[[ Extract open ]]

As for the remaining questions about genetics, there are many theories and each fancier has his own method. It is generally accepted that both the cock and the hen should have a gene pool of very high quality. Both must have consistent winners in their parents' generation or/and their own. Their parents or their parents' brothers and sisters must be winners or themselves and/or their brothers and sisters must be multiple winners. I personnaly follow this principle whether it's an outcross or an inbred mating I'm doing. Still it is extremely rare to find consistent breeders. Therefore, we try and fix the required qualities by inbreeding. My method involves a hen as the outcross and she must be a proven breeder. Probably, the hen has inherited the qualities from her father, can pass them on to her own sons but cannot pass certain qualities to her daughters though I believe that she can pass on her breeding qualities. Her quality as a breeder is verified by her pedigree (two generations) but mostly the quality of her offspring. 
Also in my system, if one of the pair is unraced, the other must be a multiple winner.
Another reliable method if you know how to handle it, is to cross two birds from different lofts, but both have to be from a winning strain, meaning they both have this gene pool we are after. I also use the eye among other qualities to select the mates. I know, most of you don't believe in it and that's OK, but I have done my homework and I believe it works for me.

[[ Extract closed ]]
[[ Recorded data open ]]

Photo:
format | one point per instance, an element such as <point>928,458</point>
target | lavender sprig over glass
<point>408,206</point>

[[ Recorded data closed ]]
[[ Recorded data open ]]

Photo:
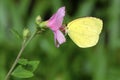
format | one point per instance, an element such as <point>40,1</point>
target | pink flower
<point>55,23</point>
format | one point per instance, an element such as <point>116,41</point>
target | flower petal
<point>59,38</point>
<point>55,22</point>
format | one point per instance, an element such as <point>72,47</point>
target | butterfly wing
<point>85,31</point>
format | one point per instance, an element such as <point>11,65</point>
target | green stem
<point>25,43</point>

[[ Recorded data closed ]]
[[ Recorded data open ]]

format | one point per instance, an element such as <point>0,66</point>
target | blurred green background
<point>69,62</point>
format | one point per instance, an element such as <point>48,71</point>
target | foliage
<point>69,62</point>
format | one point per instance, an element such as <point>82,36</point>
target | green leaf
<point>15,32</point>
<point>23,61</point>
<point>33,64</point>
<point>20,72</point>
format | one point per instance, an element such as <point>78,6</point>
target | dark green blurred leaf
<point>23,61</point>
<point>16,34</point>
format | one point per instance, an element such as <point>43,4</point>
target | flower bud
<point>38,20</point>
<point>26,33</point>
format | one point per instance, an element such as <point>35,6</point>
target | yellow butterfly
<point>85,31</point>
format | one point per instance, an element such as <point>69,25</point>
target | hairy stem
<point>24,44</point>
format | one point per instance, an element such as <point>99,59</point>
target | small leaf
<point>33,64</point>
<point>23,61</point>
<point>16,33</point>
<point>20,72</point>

[[ Recorded data closed ]]

* **Work order 1**
Can you repeat the breeding text from "Also in my system, if" up to and including "works for me.", word for word?
* **Work order 2**
Can you carry the text on breeding winners forward, starting right after its last sentence?

* **Written response 1**
Also in my system, if one of the pair is unraced, the other must be a multiple winner.
Another reliable method if you know how to handle it, is to cross two birds from different lofts, but both have to be from a winning strain, meaning they both have this gene pool we are after. I also use the eye among other qualities to select the mates. I know, most of you don't believe in it and that's OK, but I have done my homework and I believe it works for me.

* **Written response 2**
In my loft, I have found it very difficult over a period of 15 years to maintain lasting qualities in numbers by introducing a cock as the outcross. So my birds are mainly linebred back to a common ancestor who is a male.
But don't take my word for it, check out on the internet the breeding methods of all the long lasting famous names you can find: Desmet-Matthys, Van Bruaene, Van Bremen and others.


----------



## jpsnapdy (Apr 4, 2010)

Like Xuooo says, it is not easy to fix the desirable traits like performance, character, intelligence and the ability to fly a certain distance. This is complicated by dominant and recessive traits in the genes. In order to fix a recessive but desirable trait, it is necessary that both cock and hen possess this character/trait otherwise the offspring may not show it, though they can carry the recessive gene for it.
And then, there are freaks, birds where none of the parents show the traits visible in this offspring. In this case, the bird is showing traits from one of his ancestors, this often happens when you outcross. That is also when you can get a legendary racer, but in most cases, that is when you're on your way down the result sheet...
To answer the first question in this thread, it would seem that the tail grand mother (the mother's mother) is supposed to be the most important bird in the pedigree.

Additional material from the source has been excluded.